## start Task material

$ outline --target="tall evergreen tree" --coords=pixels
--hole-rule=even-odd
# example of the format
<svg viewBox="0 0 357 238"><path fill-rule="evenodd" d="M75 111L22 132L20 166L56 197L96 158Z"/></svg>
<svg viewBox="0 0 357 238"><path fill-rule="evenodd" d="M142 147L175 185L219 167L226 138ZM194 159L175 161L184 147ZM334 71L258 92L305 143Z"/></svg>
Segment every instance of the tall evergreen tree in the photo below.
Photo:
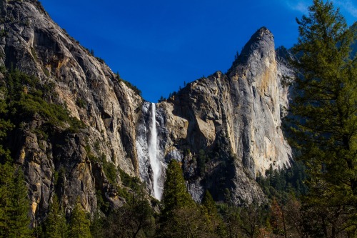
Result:
<svg viewBox="0 0 357 238"><path fill-rule="evenodd" d="M166 170L166 180L164 184L163 204L164 214L175 209L195 206L183 179L180 164L172 160Z"/></svg>
<svg viewBox="0 0 357 238"><path fill-rule="evenodd" d="M69 237L71 238L91 238L91 221L78 200L71 214Z"/></svg>
<svg viewBox="0 0 357 238"><path fill-rule="evenodd" d="M312 235L356 234L357 61L350 59L355 34L329 1L314 0L308 16L297 22L293 50L301 56L293 63L298 73L290 122L291 142L310 176L306 207L318 217Z"/></svg>
<svg viewBox="0 0 357 238"><path fill-rule="evenodd" d="M49 215L45 222L45 237L64 238L67 235L67 226L64 213L61 210L56 195L52 199Z"/></svg>
<svg viewBox="0 0 357 238"><path fill-rule="evenodd" d="M0 237L30 237L29 209L22 170L0 164Z"/></svg>

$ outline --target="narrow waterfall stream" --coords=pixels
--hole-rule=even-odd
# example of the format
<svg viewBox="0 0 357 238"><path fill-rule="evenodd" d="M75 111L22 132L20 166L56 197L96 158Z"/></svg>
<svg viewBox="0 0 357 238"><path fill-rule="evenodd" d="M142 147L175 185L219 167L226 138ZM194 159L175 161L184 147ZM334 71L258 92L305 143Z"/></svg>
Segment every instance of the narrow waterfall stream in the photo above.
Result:
<svg viewBox="0 0 357 238"><path fill-rule="evenodd" d="M157 131L156 105L151 104L151 125L150 128L150 139L149 141L149 157L150 165L154 174L154 194L156 199L160 200L162 195L162 187L159 185L159 179L161 173L161 166L157 158Z"/></svg>

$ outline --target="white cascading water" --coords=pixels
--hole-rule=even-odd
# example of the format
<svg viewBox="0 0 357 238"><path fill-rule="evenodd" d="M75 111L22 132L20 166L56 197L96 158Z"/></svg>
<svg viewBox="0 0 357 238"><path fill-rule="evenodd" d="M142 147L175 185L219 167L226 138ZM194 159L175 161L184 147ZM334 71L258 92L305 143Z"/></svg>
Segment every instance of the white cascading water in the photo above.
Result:
<svg viewBox="0 0 357 238"><path fill-rule="evenodd" d="M150 129L150 140L149 142L149 157L150 165L154 174L154 194L156 199L160 200L162 195L162 188L159 186L159 179L161 172L160 162L157 158L157 132L156 117L155 114L156 105L151 104L151 128Z"/></svg>

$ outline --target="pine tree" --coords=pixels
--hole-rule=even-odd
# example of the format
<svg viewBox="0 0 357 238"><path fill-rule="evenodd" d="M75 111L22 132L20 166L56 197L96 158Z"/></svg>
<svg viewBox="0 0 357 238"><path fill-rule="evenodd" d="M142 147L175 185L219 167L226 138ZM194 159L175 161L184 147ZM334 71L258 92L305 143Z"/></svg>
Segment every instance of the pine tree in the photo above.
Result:
<svg viewBox="0 0 357 238"><path fill-rule="evenodd" d="M181 166L175 160L170 162L166 170L162 201L165 214L169 214L175 209L196 205L187 192Z"/></svg>
<svg viewBox="0 0 357 238"><path fill-rule="evenodd" d="M0 237L30 237L29 209L22 170L0 164Z"/></svg>
<svg viewBox="0 0 357 238"><path fill-rule="evenodd" d="M87 217L86 212L81 208L79 199L78 199L71 214L69 237L71 238L91 237L90 226L91 221Z"/></svg>
<svg viewBox="0 0 357 238"><path fill-rule="evenodd" d="M314 0L308 16L297 22L293 50L300 57L293 63L298 73L291 141L310 177L305 204L318 219L312 235L336 237L357 229L357 61L350 59L354 34L328 1Z"/></svg>
<svg viewBox="0 0 357 238"><path fill-rule="evenodd" d="M56 195L52 199L49 215L45 221L45 237L49 238L66 237L67 227L64 213L61 210Z"/></svg>

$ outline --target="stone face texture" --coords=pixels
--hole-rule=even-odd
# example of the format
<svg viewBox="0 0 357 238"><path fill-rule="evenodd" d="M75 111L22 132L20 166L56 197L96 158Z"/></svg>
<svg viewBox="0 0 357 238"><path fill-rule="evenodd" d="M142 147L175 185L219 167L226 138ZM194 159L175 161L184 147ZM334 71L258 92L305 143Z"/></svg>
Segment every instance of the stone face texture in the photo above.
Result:
<svg viewBox="0 0 357 238"><path fill-rule="evenodd" d="M44 123L41 119L19 132L14 147L24 165L33 215L43 217L55 189L66 211L79 197L82 206L94 212L96 190L115 206L115 189L84 148L138 176L135 128L142 99L54 23L39 2L1 1L0 6L0 30L6 32L0 39L0 64L54 84L58 96L52 102L66 105L87 126L77 134L58 132L49 141L31 132ZM84 105L79 106L79 101Z"/></svg>
<svg viewBox="0 0 357 238"><path fill-rule="evenodd" d="M58 96L51 102L66 105L86 125L74 134L59 130L45 140L31 132L44 123L34 118L17 132L14 148L24 168L33 217L44 217L55 192L67 212L77 197L94 212L97 190L112 207L121 206L123 200L93 157L140 177L152 194L146 156L150 104L54 23L39 2L1 0L0 11L0 30L6 32L0 38L0 65L54 84ZM156 105L163 177L167 164L177 159L196 201L206 189L223 199L224 188L236 204L264 199L255 177L270 166L289 167L291 156L281 129L282 109L288 106L288 90L281 80L292 73L279 59L273 35L262 28L226 74L218 71L188 84ZM202 149L219 154L204 177L195 162Z"/></svg>

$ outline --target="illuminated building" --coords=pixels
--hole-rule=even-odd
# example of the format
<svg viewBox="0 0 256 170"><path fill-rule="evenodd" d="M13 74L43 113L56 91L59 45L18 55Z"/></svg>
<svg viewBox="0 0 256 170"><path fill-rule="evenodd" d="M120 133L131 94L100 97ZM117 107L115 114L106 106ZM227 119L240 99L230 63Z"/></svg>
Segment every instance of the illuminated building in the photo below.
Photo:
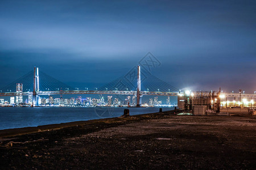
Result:
<svg viewBox="0 0 256 170"><path fill-rule="evenodd" d="M49 96L49 104L54 104L54 100L52 96Z"/></svg>
<svg viewBox="0 0 256 170"><path fill-rule="evenodd" d="M5 103L5 100L3 99L0 99L0 104L3 104Z"/></svg>
<svg viewBox="0 0 256 170"><path fill-rule="evenodd" d="M14 97L10 97L10 104L15 104L15 101L14 101Z"/></svg>
<svg viewBox="0 0 256 170"><path fill-rule="evenodd" d="M33 96L32 95L28 95L28 103L29 105L32 105L32 99L33 99Z"/></svg>
<svg viewBox="0 0 256 170"><path fill-rule="evenodd" d="M21 83L16 84L16 92L22 92L23 91L23 85ZM16 96L15 103L18 104L19 103L22 103L23 102L22 95Z"/></svg>
<svg viewBox="0 0 256 170"><path fill-rule="evenodd" d="M104 103L104 97L103 96L101 97L101 103Z"/></svg>
<svg viewBox="0 0 256 170"><path fill-rule="evenodd" d="M136 105L136 96L133 96L133 105Z"/></svg>
<svg viewBox="0 0 256 170"><path fill-rule="evenodd" d="M92 104L93 106L97 105L97 99L92 99Z"/></svg>
<svg viewBox="0 0 256 170"><path fill-rule="evenodd" d="M170 105L170 96L167 96L167 99L166 99L166 104L167 105Z"/></svg>
<svg viewBox="0 0 256 170"><path fill-rule="evenodd" d="M114 100L114 105L118 105L118 99L115 98L115 100Z"/></svg>
<svg viewBox="0 0 256 170"><path fill-rule="evenodd" d="M82 103L82 97L81 96L79 96L78 99L77 99L77 105L81 105L81 103Z"/></svg>
<svg viewBox="0 0 256 170"><path fill-rule="evenodd" d="M149 105L151 106L153 105L153 99L150 99Z"/></svg>
<svg viewBox="0 0 256 170"><path fill-rule="evenodd" d="M111 106L112 104L112 96L108 96L108 105Z"/></svg>
<svg viewBox="0 0 256 170"><path fill-rule="evenodd" d="M60 104L60 98L55 98L53 99L54 100L54 105L59 105Z"/></svg>
<svg viewBox="0 0 256 170"><path fill-rule="evenodd" d="M127 99L126 99L126 104L127 105L130 105L130 103L131 103L130 100L131 100L131 96L127 96Z"/></svg>
<svg viewBox="0 0 256 170"><path fill-rule="evenodd" d="M64 104L65 105L68 105L68 99L64 99Z"/></svg>
<svg viewBox="0 0 256 170"><path fill-rule="evenodd" d="M158 104L158 97L155 97L154 98L154 105L156 105Z"/></svg>
<svg viewBox="0 0 256 170"><path fill-rule="evenodd" d="M41 99L41 104L43 105L46 104L46 98Z"/></svg>

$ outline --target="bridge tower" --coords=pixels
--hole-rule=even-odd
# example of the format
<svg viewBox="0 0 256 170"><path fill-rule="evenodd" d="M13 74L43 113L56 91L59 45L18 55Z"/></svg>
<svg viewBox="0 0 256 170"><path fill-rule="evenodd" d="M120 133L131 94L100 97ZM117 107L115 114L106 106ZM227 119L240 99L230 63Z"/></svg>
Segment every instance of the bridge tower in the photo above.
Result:
<svg viewBox="0 0 256 170"><path fill-rule="evenodd" d="M38 67L34 68L34 86L33 86L33 103L32 107L38 106L39 96L36 92L39 91L39 73Z"/></svg>
<svg viewBox="0 0 256 170"><path fill-rule="evenodd" d="M141 106L141 66L138 66L138 79L137 79L137 107Z"/></svg>

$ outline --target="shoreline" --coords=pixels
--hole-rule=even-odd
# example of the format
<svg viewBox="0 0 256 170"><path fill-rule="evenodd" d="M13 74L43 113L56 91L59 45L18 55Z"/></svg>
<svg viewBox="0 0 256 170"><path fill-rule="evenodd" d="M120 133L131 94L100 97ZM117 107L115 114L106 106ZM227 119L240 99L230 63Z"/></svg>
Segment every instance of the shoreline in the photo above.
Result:
<svg viewBox="0 0 256 170"><path fill-rule="evenodd" d="M162 113L173 113L174 112L174 110L170 110L168 111L164 111ZM137 114L133 116L130 116L127 117L144 117L147 116L147 115L154 114L156 113L160 113L160 112L155 112L155 113L145 113L141 114ZM117 121L118 119L121 120L121 118L123 118L123 117L110 117L110 118L99 118L99 119L93 119L89 120L86 121L74 121L74 122L65 122L65 123L60 123L60 124L48 124L48 125L40 125L38 126L32 126L32 127L23 127L23 128L14 128L14 129L6 129L0 130L0 141L1 141L1 138L20 135L27 134L31 134L34 133L38 133L41 131L49 131L49 130L58 130L62 128L70 128L73 126L82 126L89 124L93 124L97 123L101 123L106 121Z"/></svg>
<svg viewBox="0 0 256 170"><path fill-rule="evenodd" d="M39 126L43 131L36 133L30 128L9 131L0 141L0 167L255 169L255 117L174 112Z"/></svg>

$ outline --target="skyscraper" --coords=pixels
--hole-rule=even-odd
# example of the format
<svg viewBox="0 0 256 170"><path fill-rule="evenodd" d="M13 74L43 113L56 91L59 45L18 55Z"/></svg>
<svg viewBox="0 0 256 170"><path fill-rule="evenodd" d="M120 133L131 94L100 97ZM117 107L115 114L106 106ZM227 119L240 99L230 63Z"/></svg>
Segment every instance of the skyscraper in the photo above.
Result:
<svg viewBox="0 0 256 170"><path fill-rule="evenodd" d="M156 105L158 104L158 97L155 97L154 98L154 105Z"/></svg>
<svg viewBox="0 0 256 170"><path fill-rule="evenodd" d="M23 84L22 83L16 84L16 92L22 92L23 91ZM19 103L22 103L23 102L22 95L16 96L15 103L18 104Z"/></svg>
<svg viewBox="0 0 256 170"><path fill-rule="evenodd" d="M136 105L136 96L133 96L133 106Z"/></svg>
<svg viewBox="0 0 256 170"><path fill-rule="evenodd" d="M10 104L15 104L14 102L14 97L10 97Z"/></svg>
<svg viewBox="0 0 256 170"><path fill-rule="evenodd" d="M108 105L111 106L112 104L112 96L108 96Z"/></svg>
<svg viewBox="0 0 256 170"><path fill-rule="evenodd" d="M166 99L166 104L167 105L170 105L170 96L167 96L167 99Z"/></svg>

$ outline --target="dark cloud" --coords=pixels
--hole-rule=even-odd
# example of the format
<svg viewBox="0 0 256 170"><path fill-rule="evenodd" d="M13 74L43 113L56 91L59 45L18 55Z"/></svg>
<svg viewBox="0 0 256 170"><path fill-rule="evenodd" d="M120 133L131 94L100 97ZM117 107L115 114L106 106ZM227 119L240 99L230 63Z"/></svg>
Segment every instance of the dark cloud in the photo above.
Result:
<svg viewBox="0 0 256 170"><path fill-rule="evenodd" d="M36 66L71 86L94 88L150 51L162 63L152 74L178 88L254 91L255 5L2 1L0 86Z"/></svg>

## end Task material

**Work to complete:** Rewrite the lines of the entries as a numbered list. Begin at the first line and stop after the line that contains "235L356 234L357 61L350", skipping any blank lines and leaving the pictures out of your answer.

**Completed task:**
1. $ outline --target="tall evergreen tree" --coords=pixels
2. --hole-rule=even-odd
3. # example of the format
4. <svg viewBox="0 0 357 238"><path fill-rule="evenodd" d="M75 111L22 132L20 166L56 197L96 158Z"/></svg>
5. <svg viewBox="0 0 357 238"><path fill-rule="evenodd" d="M142 147L175 185L219 167L226 138ZM194 159L175 161L184 147ZM334 71L258 92L305 143Z"/></svg>
6. Segment every instance of the tall evergreen tree in the photo below.
7. Photo:
8. Result:
9. <svg viewBox="0 0 357 238"><path fill-rule="evenodd" d="M166 170L166 180L164 184L163 204L164 214L175 209L195 206L183 179L180 164L172 160Z"/></svg>
10. <svg viewBox="0 0 357 238"><path fill-rule="evenodd" d="M69 237L71 238L91 238L91 221L78 200L71 214Z"/></svg>
11. <svg viewBox="0 0 357 238"><path fill-rule="evenodd" d="M312 235L356 234L357 61L350 59L355 34L329 1L314 0L308 16L297 22L293 50L301 56L293 63L298 73L290 122L291 142L310 176L306 207L318 217Z"/></svg>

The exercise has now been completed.